[Referring expression pointing data]
────────────────
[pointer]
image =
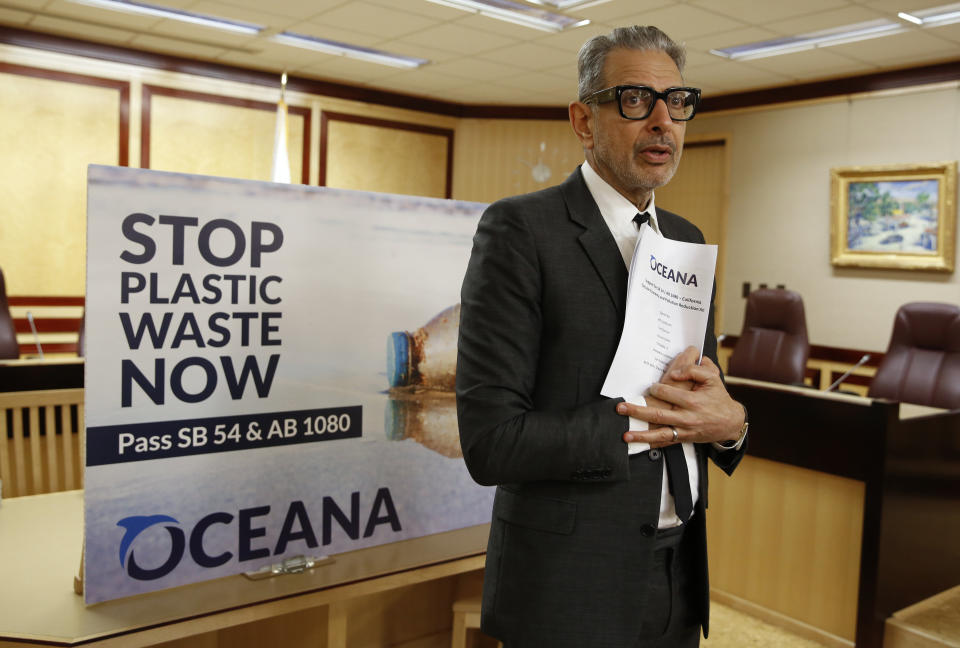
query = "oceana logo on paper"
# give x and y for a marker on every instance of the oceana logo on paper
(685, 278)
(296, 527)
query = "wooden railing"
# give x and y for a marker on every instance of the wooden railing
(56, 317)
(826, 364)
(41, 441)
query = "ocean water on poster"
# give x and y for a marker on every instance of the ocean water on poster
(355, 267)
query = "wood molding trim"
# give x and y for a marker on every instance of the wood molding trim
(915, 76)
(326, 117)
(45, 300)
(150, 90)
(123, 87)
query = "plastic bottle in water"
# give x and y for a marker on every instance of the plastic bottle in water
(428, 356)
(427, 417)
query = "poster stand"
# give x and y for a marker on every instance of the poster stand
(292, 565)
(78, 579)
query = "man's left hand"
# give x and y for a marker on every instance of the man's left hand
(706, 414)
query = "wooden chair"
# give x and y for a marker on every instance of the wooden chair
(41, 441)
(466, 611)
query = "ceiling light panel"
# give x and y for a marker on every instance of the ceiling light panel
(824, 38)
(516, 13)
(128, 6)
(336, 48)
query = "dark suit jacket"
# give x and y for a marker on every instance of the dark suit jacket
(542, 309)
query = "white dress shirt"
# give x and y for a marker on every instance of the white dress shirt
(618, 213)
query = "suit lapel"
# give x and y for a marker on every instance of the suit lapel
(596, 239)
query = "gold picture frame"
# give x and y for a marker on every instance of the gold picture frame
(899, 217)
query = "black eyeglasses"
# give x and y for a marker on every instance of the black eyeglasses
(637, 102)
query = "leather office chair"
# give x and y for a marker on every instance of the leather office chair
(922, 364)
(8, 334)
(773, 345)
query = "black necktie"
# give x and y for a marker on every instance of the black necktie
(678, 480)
────────────────
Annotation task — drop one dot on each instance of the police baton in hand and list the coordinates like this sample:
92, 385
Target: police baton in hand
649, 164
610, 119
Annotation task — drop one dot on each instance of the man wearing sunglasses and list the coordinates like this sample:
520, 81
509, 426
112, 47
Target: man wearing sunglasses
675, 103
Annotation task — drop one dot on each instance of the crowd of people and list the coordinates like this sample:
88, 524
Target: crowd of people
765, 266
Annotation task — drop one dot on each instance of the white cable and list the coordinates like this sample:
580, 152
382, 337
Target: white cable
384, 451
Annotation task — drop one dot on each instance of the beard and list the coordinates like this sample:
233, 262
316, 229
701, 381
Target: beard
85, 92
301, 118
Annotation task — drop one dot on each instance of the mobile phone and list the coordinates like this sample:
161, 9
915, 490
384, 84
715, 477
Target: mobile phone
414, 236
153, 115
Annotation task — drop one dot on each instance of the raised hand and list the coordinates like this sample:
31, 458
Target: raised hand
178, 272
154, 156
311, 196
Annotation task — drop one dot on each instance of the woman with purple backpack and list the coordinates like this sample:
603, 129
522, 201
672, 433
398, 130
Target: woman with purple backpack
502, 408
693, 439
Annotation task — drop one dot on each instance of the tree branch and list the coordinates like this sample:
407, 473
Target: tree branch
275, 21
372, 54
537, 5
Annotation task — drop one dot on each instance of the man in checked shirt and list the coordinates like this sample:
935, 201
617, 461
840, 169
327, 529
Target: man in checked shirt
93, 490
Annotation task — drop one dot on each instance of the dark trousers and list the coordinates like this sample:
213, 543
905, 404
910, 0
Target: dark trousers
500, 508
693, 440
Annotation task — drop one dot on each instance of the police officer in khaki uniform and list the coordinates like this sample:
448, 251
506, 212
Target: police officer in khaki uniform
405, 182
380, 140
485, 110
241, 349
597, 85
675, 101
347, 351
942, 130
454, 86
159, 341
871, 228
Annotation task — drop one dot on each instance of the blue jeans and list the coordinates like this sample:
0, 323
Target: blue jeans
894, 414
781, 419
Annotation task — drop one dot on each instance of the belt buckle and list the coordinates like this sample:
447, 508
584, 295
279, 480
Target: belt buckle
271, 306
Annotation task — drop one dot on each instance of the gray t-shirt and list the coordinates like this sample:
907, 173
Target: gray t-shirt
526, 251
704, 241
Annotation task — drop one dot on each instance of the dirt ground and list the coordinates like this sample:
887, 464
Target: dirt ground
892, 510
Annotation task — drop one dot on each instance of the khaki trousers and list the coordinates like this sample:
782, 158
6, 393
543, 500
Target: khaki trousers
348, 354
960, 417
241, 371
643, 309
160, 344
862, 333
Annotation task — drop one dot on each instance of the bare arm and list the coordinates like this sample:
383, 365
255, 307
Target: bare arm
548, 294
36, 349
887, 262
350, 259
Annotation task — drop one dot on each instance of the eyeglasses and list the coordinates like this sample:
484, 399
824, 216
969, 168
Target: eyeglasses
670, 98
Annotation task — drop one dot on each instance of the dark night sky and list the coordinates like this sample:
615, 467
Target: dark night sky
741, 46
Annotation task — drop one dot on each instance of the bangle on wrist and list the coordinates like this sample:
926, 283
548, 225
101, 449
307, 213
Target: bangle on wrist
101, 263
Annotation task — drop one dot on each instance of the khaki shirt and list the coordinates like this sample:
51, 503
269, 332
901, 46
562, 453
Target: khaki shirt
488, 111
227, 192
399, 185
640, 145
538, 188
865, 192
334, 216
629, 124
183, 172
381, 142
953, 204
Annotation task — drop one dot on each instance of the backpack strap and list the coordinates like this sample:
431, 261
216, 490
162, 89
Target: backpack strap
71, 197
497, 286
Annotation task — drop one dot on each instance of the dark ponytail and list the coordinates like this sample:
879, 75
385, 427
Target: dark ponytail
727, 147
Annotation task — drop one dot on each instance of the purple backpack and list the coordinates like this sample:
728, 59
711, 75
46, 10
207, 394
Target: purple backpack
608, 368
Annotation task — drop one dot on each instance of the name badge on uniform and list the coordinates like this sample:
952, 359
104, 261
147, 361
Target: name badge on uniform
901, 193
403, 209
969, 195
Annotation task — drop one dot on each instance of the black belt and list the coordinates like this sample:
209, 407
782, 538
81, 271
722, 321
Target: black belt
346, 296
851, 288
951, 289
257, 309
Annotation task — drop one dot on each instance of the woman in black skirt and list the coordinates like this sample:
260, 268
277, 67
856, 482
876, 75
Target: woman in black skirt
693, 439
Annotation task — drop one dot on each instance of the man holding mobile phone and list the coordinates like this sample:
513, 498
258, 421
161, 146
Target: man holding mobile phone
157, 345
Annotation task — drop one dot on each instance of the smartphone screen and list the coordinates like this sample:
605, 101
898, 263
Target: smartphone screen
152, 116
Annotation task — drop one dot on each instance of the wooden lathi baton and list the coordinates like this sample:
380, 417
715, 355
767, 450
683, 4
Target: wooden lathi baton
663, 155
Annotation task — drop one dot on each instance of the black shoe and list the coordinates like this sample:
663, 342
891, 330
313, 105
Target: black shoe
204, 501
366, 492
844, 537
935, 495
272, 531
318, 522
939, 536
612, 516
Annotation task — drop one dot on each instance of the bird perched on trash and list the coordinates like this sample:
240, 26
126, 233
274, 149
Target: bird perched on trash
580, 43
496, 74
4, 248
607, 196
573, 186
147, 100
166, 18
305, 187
────────────────
* **Task statement**:
In your answer, include only the lines above starting at the line that holds "Target: dark trousers" and ending at the line that holds "the khaki shirt", copied exactly.

* **Output of the exercise**:
Target: dark trousers
500, 508
693, 440
Annotation task — drop one dot on each instance of the police officer in khaki uniform and list the coordinates like this sample:
448, 251
506, 212
Target: police officer in khaki uniform
405, 182
380, 140
485, 110
241, 349
597, 85
675, 101
347, 351
942, 130
454, 86
159, 341
871, 228
Annotation task — drop one dot on each instance of the blue jeans and list the coordinates like this sample:
0, 323
Target: blue jeans
894, 414
781, 419
Annotation task — drop one dot on each instance of the belt buckle and list the coordinates like this sample:
447, 508
584, 295
279, 480
Target: belt buckle
271, 306
Annotation task — drop one dot on each instance of the gray t-shirt and list the coordinates like this sample:
907, 173
Target: gray t-shirt
526, 251
704, 241
Annotation task — drop one dot on each instance of the dirt ground and list the coordinates like this sample:
887, 464
Target: dirt ground
892, 510
Annotation task — drop one dot on each instance of the khaki trousers and list the coordinates like this sample:
782, 158
6, 393
543, 500
Target: khaki trousers
348, 354
960, 417
241, 371
643, 309
160, 344
862, 333
Annotation task — drop one dot on each instance of the bare arm and list the coordinates like this sample:
383, 365
255, 307
Target: bare arm
548, 294
36, 349
887, 262
350, 259
Annotation task — drop one dot on each instance of the eyeglasses and list the coordinates like this sample:
484, 399
824, 216
969, 168
Target: eyeglasses
670, 98
Annotation task — drop one dot on each instance of the dark night sky and list the coordinates like this sample:
615, 467
Target: dark night sky
741, 46
Annotation task — drop one dot on each instance of the bangle on wrist and list the coordinates like this sample:
926, 283
548, 225
101, 449
307, 213
Target: bangle on wrist
101, 263
Annotation task — drop one dot on each instance of the khaki shirt and list the coordinates like this sample:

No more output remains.